*** Input material Section Begins ***

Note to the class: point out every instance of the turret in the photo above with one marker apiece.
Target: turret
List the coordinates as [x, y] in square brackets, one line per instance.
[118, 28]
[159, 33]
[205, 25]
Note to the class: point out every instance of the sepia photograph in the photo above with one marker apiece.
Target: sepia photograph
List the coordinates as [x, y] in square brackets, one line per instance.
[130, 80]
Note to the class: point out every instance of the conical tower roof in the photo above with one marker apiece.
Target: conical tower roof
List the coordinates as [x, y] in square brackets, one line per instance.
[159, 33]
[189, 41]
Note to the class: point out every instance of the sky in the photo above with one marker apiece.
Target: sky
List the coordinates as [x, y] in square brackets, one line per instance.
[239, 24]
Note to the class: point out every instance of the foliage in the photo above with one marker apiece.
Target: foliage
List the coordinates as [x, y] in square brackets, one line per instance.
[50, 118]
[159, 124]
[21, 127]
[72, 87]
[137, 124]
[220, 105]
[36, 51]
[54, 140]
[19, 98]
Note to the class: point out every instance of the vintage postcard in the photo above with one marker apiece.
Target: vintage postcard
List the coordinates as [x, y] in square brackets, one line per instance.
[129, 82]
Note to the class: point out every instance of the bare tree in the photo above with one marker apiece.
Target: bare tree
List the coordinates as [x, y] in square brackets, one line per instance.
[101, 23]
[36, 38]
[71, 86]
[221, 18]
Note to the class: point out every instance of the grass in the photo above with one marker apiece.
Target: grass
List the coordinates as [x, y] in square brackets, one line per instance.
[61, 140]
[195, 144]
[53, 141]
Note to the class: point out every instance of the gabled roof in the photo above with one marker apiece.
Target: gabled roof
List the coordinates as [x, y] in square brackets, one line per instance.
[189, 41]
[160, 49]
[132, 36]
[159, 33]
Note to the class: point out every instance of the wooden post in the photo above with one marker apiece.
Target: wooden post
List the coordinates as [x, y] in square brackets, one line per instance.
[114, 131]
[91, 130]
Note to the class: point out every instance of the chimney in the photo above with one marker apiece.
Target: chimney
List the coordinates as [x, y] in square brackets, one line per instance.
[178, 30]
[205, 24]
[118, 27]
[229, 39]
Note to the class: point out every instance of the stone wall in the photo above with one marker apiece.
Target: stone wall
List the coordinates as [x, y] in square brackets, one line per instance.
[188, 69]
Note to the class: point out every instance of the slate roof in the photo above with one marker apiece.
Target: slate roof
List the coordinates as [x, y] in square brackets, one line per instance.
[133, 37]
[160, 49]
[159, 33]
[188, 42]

*** Input material Section Ends ***
*** Input material Section Begins ***

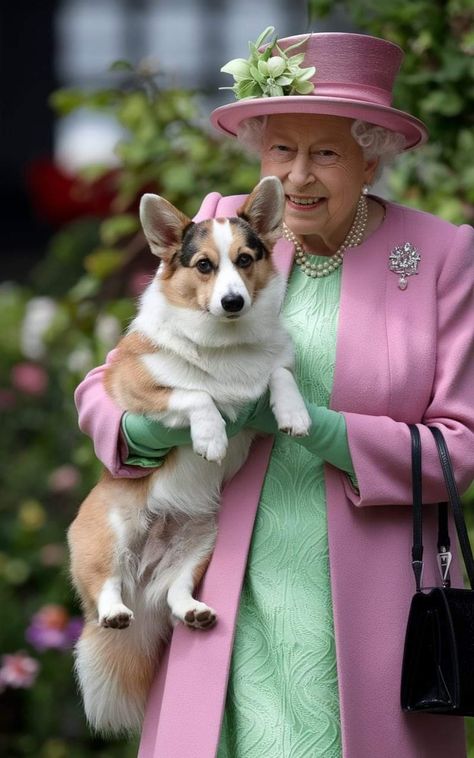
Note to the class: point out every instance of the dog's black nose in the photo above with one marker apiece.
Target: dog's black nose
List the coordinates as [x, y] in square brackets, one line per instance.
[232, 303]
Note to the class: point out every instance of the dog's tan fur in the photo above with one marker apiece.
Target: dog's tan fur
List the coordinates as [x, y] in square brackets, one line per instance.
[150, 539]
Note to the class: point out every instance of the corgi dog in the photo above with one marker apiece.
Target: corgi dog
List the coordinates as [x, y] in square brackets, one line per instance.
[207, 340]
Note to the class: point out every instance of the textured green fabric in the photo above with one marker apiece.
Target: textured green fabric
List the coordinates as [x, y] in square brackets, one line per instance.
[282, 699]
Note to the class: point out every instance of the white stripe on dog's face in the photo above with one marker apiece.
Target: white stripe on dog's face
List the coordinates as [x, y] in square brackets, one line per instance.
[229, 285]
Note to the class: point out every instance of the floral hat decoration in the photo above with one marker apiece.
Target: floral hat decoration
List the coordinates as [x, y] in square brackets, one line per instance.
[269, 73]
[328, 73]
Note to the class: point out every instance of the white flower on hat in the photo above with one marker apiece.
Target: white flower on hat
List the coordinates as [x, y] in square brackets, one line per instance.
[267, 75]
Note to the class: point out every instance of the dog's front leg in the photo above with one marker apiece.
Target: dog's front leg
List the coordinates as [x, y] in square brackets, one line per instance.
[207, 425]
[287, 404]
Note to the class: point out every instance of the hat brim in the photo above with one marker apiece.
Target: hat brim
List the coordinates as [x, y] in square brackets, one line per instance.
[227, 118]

*** Input material Section Ends ***

**What the task asks:**
Reply with the number only, stating how many lines in the listing hold the string "green".

**Response box:**
2